_TASK TO COMPLETE_.
Transcribe the records below. Leave every word as it is.

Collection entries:
····················
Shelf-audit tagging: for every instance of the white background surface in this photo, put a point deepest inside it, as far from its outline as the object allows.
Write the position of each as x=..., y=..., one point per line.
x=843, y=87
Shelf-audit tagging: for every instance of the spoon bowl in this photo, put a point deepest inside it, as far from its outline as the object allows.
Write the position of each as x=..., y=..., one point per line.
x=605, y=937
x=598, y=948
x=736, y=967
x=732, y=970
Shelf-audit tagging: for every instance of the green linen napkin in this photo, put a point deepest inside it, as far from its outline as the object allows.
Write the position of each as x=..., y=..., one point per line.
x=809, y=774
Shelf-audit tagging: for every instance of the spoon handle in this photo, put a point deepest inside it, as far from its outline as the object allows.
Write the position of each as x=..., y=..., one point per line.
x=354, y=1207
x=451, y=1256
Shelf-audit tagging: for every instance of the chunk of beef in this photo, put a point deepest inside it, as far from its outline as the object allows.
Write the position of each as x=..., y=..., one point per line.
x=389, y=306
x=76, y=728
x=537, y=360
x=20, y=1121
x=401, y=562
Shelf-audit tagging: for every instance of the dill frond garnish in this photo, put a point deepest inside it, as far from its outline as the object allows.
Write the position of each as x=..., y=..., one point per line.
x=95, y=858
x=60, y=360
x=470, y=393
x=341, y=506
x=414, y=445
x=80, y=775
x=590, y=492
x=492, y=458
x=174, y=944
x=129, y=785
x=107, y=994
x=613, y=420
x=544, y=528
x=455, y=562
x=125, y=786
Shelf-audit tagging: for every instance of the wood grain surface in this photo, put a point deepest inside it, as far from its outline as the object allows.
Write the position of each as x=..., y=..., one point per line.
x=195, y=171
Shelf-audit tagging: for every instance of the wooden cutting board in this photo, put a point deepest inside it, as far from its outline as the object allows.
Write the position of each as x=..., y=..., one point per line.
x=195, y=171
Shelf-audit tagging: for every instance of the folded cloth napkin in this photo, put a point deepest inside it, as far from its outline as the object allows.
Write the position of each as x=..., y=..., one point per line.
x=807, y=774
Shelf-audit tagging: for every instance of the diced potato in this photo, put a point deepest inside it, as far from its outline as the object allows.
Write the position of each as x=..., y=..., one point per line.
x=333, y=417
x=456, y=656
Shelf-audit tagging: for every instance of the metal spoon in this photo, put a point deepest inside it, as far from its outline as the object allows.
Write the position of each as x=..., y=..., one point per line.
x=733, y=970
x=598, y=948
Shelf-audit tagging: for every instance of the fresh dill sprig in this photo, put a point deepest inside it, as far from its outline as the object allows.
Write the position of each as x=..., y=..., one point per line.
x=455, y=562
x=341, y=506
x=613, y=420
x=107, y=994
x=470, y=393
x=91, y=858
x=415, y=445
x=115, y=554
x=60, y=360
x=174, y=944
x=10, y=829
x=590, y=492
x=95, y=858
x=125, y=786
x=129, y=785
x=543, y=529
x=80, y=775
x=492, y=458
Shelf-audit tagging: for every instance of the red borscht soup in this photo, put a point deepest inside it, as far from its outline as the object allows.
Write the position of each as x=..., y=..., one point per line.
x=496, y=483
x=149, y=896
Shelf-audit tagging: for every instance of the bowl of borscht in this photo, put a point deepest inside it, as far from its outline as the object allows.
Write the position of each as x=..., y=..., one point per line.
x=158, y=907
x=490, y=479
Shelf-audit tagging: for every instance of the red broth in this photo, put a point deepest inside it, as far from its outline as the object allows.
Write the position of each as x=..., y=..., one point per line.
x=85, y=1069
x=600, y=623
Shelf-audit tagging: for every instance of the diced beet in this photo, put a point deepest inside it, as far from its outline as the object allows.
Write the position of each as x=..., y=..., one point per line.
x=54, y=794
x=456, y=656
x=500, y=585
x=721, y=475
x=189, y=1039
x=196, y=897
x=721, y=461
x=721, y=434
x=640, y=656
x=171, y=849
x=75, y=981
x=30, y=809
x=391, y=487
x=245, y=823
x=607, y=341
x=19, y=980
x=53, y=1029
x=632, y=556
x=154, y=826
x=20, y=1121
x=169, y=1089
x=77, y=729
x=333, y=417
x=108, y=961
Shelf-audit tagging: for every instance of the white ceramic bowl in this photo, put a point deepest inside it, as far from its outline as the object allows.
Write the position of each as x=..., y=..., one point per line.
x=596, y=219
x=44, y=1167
····················
_FINISHED TASK_.
Shelf-audit tagging: for every instance of the white background surface in this photo, put a point deepest inside it, as far from its outline as the object allows.
Write the position of each as x=..., y=..., one point per line.
x=843, y=87
Shelf-audit tagging: for every instance of the spoon bowl in this photo, put a point deepest inside it, as far from its outline as the object allows.
Write the position of each as x=..., y=..., one point per line.
x=605, y=937
x=598, y=948
x=736, y=967
x=732, y=970
Shelf-audit tagging: for every instance of the green linen napkin in this photo, put a point deepest inside it, as far from its outline as the object allows.
Write the position of each as x=..., y=..., one point per line.
x=809, y=774
Shelf-audit tagging: for every instance of the spoon handle in this photo, put a point deepest inside it, as far from its outline as the object allows.
Write the position of each as x=..., y=..., one point per line.
x=354, y=1207
x=451, y=1256
Shelf-audit tagging: for every instance of the chunk of beef in this photo, put a point deepest inside it, as far from its outline as the object allows.
Write the position of each as x=..., y=..., one point per line.
x=389, y=306
x=76, y=728
x=537, y=360
x=20, y=1121
x=401, y=562
Shelf-audit tagging: for every instance of the dill frond garnish in this photo, put a point deepest inside it, as far from its outline as the object allows.
Write the position of each as x=..., y=..., one point per line.
x=95, y=858
x=60, y=360
x=470, y=393
x=341, y=506
x=414, y=445
x=80, y=775
x=590, y=492
x=492, y=458
x=174, y=944
x=129, y=785
x=107, y=994
x=613, y=420
x=544, y=528
x=455, y=562
x=125, y=786
Shelf-audit tagging: for every instance of the wood grain surface in this photo, put a point deepest inside it, as far from its outline as the object allows.
Write the position of each as x=..., y=..., one point per line.
x=195, y=171
Shelf-audit tagging: for every instance of the wooden cutting board in this photo, put a point deepest inside it, as far from its outline as the object allows.
Write the position of each as x=..., y=..., one point per line.
x=195, y=171
Shelf-audit tagging: for every instance of the folded cloth napkin in this photo, put a point deepest inside it, as far from its outline as the object allows.
Write the position of each as x=..., y=..., one point per line.
x=807, y=774
Shelf-audit tagging: for every instance of the diced potato in this photo, put a point deepest inside it, as far from its outline as the object allows.
Write the position of each as x=..., y=..., one point per line.
x=333, y=417
x=456, y=656
Shelf-audit tagging: for every instance of the metal spoon in this photo, put a point deepest inside it, as far from its outline as the object allows.
Write the position of each as x=..., y=..., one point per line.
x=733, y=970
x=598, y=948
Shelf-audit tagging: for every instance of the fresh dill sprig in this photo, put a point deepest inside it, as far from its outline as the object allows.
Write the position of each as x=..., y=..., one point per line.
x=455, y=562
x=341, y=506
x=613, y=420
x=107, y=994
x=470, y=393
x=91, y=858
x=415, y=445
x=115, y=554
x=60, y=360
x=174, y=944
x=10, y=829
x=590, y=492
x=95, y=858
x=125, y=786
x=129, y=785
x=543, y=529
x=80, y=775
x=492, y=458
Shelf-audit tagging: for every instance of the red borscht soup in this photo, put a point deepest inside it, as far from its outline as the object allows.
Write the position of each as x=..., y=..., one point per line.
x=496, y=483
x=149, y=896
Shelf-audit tagging: for every instance of the bowl of borscht in this photo, put a point deepest inside it, as far from its outline as the object allows.
Write the position of each as x=..., y=..., one point per line.
x=158, y=907
x=490, y=479
Shelf-audit tagging: for every instance of the red broth in this photo, put a point deepest inside it, as far from its outline as the object allows.
Write the position of each as x=..., y=..., one point per line.
x=85, y=1069
x=600, y=623
Shelf-audit tagging: for every instance of the diced beet in this photo, put a point deepest inside it, as far from its outline as the object allows.
Write the position of each as x=..., y=..., one point per line.
x=54, y=794
x=456, y=656
x=500, y=585
x=721, y=475
x=189, y=1039
x=196, y=897
x=721, y=461
x=721, y=434
x=640, y=656
x=171, y=849
x=75, y=981
x=30, y=809
x=391, y=487
x=245, y=823
x=607, y=341
x=19, y=980
x=53, y=1029
x=632, y=556
x=154, y=826
x=20, y=1121
x=169, y=1089
x=77, y=729
x=333, y=417
x=108, y=961
Shelf-audit tagging: for every instance of the white ceramic bowl in this photo, put a point deepest inside it, as far from its outline as the object allows.
Write the position of each as x=..., y=..., one point per line.
x=596, y=219
x=44, y=1167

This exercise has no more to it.